## DIRECTION
Locate the line that contains "Task: place one keypoint per instance of the utility". Reproduce it and all following lines up to the end of the material, exactly and with nothing added.

**** SUPPLIED DATA

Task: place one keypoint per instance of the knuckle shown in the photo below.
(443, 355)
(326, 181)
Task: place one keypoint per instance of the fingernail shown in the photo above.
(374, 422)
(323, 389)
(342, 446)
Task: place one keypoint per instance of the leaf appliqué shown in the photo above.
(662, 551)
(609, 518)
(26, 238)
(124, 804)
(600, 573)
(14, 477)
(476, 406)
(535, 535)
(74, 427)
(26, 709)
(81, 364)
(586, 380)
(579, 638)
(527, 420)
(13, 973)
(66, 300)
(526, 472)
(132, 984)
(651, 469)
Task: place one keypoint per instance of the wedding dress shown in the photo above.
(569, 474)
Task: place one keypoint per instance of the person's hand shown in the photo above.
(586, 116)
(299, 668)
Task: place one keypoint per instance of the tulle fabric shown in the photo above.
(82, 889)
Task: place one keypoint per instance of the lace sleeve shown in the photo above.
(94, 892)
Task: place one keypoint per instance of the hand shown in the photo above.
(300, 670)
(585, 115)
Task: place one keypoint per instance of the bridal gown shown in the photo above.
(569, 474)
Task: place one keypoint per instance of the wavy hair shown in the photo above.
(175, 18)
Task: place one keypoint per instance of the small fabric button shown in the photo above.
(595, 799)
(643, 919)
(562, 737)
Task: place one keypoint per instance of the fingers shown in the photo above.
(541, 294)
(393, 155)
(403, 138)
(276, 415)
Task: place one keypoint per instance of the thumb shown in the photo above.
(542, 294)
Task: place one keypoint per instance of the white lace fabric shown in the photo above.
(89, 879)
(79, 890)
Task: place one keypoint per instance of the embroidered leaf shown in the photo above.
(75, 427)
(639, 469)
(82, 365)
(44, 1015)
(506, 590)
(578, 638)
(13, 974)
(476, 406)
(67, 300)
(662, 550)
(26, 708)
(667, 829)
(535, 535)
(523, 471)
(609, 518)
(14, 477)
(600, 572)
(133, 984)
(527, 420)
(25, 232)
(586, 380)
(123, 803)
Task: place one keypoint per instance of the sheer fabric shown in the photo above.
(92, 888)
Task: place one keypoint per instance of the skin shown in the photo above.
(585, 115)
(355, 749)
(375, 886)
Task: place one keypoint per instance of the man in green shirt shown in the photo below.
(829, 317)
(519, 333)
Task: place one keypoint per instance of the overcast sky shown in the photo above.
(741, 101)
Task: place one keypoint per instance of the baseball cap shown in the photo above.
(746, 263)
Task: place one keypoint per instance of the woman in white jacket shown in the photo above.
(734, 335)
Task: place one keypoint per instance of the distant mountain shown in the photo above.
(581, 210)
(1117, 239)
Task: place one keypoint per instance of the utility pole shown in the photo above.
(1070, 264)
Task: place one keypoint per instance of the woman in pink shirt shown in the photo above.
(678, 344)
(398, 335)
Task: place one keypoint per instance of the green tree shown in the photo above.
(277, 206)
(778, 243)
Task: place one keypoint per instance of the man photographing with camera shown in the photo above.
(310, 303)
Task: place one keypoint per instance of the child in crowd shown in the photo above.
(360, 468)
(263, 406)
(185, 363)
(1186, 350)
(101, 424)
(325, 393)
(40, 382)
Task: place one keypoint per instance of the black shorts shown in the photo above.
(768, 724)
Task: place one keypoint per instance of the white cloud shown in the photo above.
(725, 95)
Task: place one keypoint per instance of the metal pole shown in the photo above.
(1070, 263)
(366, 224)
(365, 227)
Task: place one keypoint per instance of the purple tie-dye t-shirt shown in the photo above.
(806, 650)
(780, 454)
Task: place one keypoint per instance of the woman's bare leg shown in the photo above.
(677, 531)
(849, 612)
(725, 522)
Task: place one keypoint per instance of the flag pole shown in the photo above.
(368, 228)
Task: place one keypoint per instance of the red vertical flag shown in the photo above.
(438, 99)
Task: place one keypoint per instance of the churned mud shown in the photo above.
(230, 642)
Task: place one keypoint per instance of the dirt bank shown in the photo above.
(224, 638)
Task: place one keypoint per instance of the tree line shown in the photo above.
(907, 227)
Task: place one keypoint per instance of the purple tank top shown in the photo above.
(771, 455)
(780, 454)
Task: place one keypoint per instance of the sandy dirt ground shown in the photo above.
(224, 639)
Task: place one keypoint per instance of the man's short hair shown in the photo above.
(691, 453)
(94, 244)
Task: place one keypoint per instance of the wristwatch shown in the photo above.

********

## IN RESPONSE
Task: place one keypoint per instance of the utility pole shown in the photo above.
(1070, 264)
Task: place one keypoint per instance of the woman in pink shirt shown in the photo above.
(678, 344)
(398, 335)
Task: place one keypoint per instance of the green tree shown in the photo above.
(277, 206)
(778, 243)
Task: place one keypoint per instance of the man photographing with camera shown in the photo above.
(310, 303)
Task: place one keypoint per instance of the child in crowd shown in the photo above.
(360, 468)
(263, 406)
(185, 363)
(1186, 350)
(101, 424)
(325, 393)
(40, 382)
Task: place one keypoint per instance of the black shorts shown in the photo above.
(768, 724)
Task: place one keypoint per instance of the white cloud shown in the photo above.
(725, 95)
Task: place one keypoint per instance of the metal pole shown in the photo above.
(1070, 263)
(366, 224)
(365, 227)
Task: place one keypoint per instance of the purple tie-dye t-shirt shown in the photo above.
(806, 650)
(780, 454)
Task: place one keypoint per instance of the woman's bare leg shown in the photo above.
(677, 531)
(849, 612)
(725, 522)
Task: place one keypoint per instance of the flag pole shown in the photo above.
(368, 228)
Task: place one keypoint per instance of the red vertical flag shown in the photo above.
(438, 99)
Task: place one keypoint per instance of the churned mud shown in the photo above.
(230, 642)
Task: place one keypoint per instance of the dirt bank shown in the photo above.
(224, 638)
Task: place one keypoint per instance of the tree line shown in the photo above.
(907, 227)
Task: place one keypoint per instance of the purple tank top shown in the photo above.
(771, 455)
(780, 454)
Task: place one keypoint per instance of the sandy dirt ground shown in the photo above.
(224, 639)
Task: place one keypoint per instance of the man's short hair shown in the photo above.
(691, 453)
(94, 244)
Task: place one keypoint per instance of the wristwatch shown in the photo above.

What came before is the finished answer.